* [What is required] Please set out the rows below as a numbered list, everything from the row containing "the green foliage" down to the final row, both included, with blank lines left out.
+++
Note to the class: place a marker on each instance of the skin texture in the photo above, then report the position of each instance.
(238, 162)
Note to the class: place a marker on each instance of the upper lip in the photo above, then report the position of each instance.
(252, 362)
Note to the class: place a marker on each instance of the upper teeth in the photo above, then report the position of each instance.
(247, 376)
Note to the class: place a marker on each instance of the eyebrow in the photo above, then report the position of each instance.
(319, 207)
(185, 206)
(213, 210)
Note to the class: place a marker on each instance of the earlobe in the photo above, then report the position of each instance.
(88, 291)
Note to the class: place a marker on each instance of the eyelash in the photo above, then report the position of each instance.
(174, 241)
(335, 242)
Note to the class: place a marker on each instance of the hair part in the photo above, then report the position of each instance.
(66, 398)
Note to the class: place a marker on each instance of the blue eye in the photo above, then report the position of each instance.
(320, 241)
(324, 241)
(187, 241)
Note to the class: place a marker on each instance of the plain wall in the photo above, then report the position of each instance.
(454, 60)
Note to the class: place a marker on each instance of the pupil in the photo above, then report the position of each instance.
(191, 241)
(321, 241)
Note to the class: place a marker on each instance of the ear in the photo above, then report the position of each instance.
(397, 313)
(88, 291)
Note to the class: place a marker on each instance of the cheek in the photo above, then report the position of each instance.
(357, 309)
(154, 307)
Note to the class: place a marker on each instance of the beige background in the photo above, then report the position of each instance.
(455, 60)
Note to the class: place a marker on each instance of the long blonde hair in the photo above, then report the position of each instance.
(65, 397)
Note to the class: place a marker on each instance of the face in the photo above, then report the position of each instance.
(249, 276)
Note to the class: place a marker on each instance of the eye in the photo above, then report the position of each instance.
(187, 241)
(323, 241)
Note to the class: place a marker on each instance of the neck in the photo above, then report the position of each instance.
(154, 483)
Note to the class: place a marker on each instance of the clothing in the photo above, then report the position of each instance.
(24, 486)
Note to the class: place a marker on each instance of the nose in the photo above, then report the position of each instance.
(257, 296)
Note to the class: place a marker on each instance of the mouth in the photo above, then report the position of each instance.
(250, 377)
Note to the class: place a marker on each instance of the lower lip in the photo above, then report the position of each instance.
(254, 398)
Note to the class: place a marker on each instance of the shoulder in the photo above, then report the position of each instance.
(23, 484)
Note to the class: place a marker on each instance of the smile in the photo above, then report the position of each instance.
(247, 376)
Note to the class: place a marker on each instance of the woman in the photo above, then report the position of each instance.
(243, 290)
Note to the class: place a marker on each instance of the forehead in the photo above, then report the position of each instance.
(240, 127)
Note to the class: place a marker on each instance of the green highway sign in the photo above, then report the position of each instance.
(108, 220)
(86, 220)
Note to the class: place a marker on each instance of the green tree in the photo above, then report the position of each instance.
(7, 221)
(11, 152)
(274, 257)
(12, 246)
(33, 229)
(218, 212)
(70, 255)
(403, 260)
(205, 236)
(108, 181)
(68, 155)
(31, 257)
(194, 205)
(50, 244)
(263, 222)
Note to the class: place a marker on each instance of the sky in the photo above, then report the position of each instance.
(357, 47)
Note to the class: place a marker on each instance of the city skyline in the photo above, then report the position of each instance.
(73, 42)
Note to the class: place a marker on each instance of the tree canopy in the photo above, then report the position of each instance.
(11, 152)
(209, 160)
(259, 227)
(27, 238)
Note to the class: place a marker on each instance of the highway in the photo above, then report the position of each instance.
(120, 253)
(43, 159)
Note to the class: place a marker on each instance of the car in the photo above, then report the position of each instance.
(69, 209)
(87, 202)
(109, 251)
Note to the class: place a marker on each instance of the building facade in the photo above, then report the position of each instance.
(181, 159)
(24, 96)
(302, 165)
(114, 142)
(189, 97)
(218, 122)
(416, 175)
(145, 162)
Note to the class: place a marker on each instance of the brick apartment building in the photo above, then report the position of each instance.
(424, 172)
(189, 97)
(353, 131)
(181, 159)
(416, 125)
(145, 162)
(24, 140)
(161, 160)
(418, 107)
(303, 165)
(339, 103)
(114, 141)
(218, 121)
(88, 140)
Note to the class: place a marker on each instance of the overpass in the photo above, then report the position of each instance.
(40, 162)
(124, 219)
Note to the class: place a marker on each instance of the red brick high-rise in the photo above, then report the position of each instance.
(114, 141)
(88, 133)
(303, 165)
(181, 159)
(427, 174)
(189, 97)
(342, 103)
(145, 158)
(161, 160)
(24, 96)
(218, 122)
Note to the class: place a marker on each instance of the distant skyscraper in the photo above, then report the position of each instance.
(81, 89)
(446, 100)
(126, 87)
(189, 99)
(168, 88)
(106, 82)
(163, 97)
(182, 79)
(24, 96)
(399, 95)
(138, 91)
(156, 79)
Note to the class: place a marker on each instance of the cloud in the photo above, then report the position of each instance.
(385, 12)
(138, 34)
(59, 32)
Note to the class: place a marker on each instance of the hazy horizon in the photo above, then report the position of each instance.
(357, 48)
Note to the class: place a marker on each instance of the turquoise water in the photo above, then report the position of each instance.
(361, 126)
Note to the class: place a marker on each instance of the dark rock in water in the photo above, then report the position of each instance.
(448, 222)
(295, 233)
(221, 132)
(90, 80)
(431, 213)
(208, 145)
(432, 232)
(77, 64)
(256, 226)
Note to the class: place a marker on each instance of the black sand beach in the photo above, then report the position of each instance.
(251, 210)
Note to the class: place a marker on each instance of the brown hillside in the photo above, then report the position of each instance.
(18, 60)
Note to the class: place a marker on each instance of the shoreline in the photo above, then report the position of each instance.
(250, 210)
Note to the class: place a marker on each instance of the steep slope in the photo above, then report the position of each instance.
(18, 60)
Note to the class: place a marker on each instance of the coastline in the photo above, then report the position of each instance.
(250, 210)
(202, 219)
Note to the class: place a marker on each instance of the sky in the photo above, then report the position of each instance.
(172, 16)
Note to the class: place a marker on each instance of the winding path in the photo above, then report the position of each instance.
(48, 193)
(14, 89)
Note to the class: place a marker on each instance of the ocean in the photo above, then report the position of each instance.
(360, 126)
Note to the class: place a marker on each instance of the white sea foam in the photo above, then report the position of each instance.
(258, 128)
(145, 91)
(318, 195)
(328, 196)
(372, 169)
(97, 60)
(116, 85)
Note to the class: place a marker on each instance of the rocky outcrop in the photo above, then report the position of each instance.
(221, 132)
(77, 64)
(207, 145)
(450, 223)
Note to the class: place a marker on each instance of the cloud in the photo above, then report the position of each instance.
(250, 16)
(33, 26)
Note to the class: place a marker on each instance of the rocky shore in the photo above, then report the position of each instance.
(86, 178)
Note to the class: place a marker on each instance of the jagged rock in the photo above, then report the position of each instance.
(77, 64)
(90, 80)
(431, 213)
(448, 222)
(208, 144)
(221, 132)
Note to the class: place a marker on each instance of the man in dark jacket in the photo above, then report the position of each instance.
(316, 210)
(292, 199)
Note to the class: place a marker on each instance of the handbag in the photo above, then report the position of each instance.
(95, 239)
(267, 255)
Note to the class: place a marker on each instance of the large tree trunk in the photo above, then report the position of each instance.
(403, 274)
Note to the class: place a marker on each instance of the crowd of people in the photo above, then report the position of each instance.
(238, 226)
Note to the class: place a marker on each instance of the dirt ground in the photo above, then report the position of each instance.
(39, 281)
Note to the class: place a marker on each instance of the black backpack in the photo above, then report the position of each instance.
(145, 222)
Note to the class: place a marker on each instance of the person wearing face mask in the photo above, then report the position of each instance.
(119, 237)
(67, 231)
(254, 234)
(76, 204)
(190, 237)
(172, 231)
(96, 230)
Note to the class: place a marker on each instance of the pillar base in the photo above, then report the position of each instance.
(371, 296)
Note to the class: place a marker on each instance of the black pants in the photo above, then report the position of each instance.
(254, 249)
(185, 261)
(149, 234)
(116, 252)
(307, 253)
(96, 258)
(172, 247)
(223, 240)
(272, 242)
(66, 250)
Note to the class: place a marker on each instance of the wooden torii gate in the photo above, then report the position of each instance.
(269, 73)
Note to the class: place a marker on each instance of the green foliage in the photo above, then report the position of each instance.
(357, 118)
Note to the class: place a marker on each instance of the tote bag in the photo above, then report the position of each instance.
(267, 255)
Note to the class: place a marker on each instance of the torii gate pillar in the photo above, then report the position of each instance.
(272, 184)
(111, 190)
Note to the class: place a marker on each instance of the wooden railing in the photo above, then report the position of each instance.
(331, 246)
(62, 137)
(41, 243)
+++
* [Output of the exercise]
1. Note to the class: place a marker on each instance of the green foliage in the photo above, then report the position of each instance.
2. (357, 118)
3. Note to the class: place a marker on each instance of the tote bag in the photo above, then report the position of each instance.
4. (267, 255)
5. Note to the class: place a marker on each instance of the torii gate pillar in the photo above, then report the position of each instance.
6. (272, 184)
7. (111, 190)
8. Note to the class: place a marker on each instance of the wooden railing in the photo above, then report the position of each instance.
9. (331, 246)
10. (62, 137)
11. (41, 243)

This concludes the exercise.